Show each line in the rows below that contains the word "tree".

(Records)
━━━━━━━━

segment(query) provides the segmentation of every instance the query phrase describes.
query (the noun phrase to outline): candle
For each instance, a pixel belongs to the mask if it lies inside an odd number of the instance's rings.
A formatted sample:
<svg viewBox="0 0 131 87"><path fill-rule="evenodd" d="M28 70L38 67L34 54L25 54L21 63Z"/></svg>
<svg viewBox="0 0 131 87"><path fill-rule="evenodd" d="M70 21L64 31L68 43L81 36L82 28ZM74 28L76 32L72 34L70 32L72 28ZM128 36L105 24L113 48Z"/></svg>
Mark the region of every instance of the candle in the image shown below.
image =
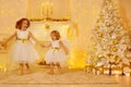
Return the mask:
<svg viewBox="0 0 131 87"><path fill-rule="evenodd" d="M130 73L126 73L126 76L127 76L127 77L130 77Z"/></svg>

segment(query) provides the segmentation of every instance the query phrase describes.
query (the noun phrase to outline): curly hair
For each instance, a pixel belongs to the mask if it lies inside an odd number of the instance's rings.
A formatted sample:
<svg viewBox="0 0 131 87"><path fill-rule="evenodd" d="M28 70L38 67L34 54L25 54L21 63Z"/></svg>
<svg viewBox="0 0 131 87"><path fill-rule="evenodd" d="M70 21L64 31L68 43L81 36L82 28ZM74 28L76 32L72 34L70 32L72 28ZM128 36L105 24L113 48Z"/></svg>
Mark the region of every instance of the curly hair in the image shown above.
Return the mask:
<svg viewBox="0 0 131 87"><path fill-rule="evenodd" d="M57 37L57 40L60 39L60 33L58 30L52 30L50 35L53 34Z"/></svg>
<svg viewBox="0 0 131 87"><path fill-rule="evenodd" d="M21 29L23 21L27 21L27 27L29 27L31 23L28 18L21 18L15 23L15 28Z"/></svg>

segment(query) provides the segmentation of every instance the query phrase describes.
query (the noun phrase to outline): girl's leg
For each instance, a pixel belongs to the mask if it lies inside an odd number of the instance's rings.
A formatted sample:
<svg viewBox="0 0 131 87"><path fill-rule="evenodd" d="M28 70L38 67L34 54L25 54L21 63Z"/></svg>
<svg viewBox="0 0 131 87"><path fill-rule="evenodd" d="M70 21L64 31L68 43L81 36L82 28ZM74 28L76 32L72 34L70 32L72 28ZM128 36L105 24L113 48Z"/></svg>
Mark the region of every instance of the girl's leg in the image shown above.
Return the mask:
<svg viewBox="0 0 131 87"><path fill-rule="evenodd" d="M23 67L24 67L24 64L23 63L20 63L20 74L23 75Z"/></svg>
<svg viewBox="0 0 131 87"><path fill-rule="evenodd" d="M29 69L29 64L28 63L25 63L25 66L27 67L27 70Z"/></svg>
<svg viewBox="0 0 131 87"><path fill-rule="evenodd" d="M53 75L55 74L53 73L55 64L51 62L49 65L50 65L50 71L48 72L48 74Z"/></svg>
<svg viewBox="0 0 131 87"><path fill-rule="evenodd" d="M59 62L57 62L57 63L56 63L56 65L57 65L57 67L58 67L59 73L60 73L60 74L62 74L60 63L59 63Z"/></svg>

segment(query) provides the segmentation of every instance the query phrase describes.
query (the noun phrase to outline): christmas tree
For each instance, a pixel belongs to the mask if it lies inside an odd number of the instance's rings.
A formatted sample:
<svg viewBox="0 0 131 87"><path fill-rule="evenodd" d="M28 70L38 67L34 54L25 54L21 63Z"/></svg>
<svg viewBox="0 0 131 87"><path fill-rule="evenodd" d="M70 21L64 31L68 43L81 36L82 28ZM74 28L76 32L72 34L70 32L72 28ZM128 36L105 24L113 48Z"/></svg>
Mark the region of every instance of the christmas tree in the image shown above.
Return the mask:
<svg viewBox="0 0 131 87"><path fill-rule="evenodd" d="M129 64L126 55L131 47L128 29L114 2L104 0L96 26L92 29L93 50L88 52L87 61L97 64L100 59L106 59L103 63Z"/></svg>

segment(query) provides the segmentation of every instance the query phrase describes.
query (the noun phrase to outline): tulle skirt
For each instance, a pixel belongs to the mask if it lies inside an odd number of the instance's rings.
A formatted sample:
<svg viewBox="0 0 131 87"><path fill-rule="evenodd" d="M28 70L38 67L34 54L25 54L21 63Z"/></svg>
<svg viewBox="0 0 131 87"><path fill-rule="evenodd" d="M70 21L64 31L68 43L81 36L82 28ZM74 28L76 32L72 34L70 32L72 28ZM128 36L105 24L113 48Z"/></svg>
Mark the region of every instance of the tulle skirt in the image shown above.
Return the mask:
<svg viewBox="0 0 131 87"><path fill-rule="evenodd" d="M66 60L67 60L67 55L62 49L50 49L49 51L47 51L45 57L45 61L47 64L49 64L50 62L61 63Z"/></svg>
<svg viewBox="0 0 131 87"><path fill-rule="evenodd" d="M12 46L9 55L13 62L17 63L33 63L39 59L35 47L29 40L26 42L16 40L15 44Z"/></svg>

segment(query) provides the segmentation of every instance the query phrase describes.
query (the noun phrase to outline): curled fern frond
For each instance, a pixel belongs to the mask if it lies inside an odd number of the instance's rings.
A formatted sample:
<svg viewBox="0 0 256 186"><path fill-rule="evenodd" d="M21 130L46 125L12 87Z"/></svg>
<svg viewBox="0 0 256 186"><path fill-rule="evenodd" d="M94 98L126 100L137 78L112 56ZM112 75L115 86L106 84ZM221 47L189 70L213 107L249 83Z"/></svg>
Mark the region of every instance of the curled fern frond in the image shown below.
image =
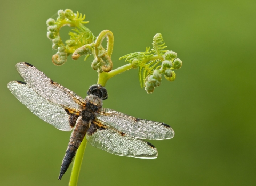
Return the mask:
<svg viewBox="0 0 256 186"><path fill-rule="evenodd" d="M137 60L139 62L142 61L144 59L150 57L153 54L150 54L152 51L150 51L150 47L146 47L145 52L137 52L133 53L130 53L120 57L119 59L125 59L125 61L128 61L130 63L132 63L134 60Z"/></svg>
<svg viewBox="0 0 256 186"><path fill-rule="evenodd" d="M167 47L162 35L157 33L153 38L153 48L147 47L145 52L137 52L127 54L121 59L125 59L133 68L139 68L138 76L141 88L148 93L152 93L155 87L160 86L162 75L169 81L175 80L176 74L172 69L181 67L182 62L173 51L164 50Z"/></svg>
<svg viewBox="0 0 256 186"><path fill-rule="evenodd" d="M47 36L53 43L52 48L58 51L52 58L52 62L57 65L61 65L67 61L67 57L77 48L82 46L92 43L95 37L91 31L84 26L89 21L84 21L85 15L78 12L74 13L70 9L58 11L58 17L55 20L53 18L49 19L46 21L48 26ZM59 31L65 26L75 27L70 32L70 39L66 41L66 45L61 40ZM86 58L88 56L86 56Z"/></svg>
<svg viewBox="0 0 256 186"><path fill-rule="evenodd" d="M168 50L163 50L164 48L167 47L165 46L165 43L164 42L164 39L162 37L161 33L157 33L154 36L153 42L152 43L153 48L152 51L157 55L163 55Z"/></svg>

━━━━━━━━

Output for this exercise:
query (the noun phrase to outline): christmas tree
Mark the region of every instance of the christmas tree in the image shown above.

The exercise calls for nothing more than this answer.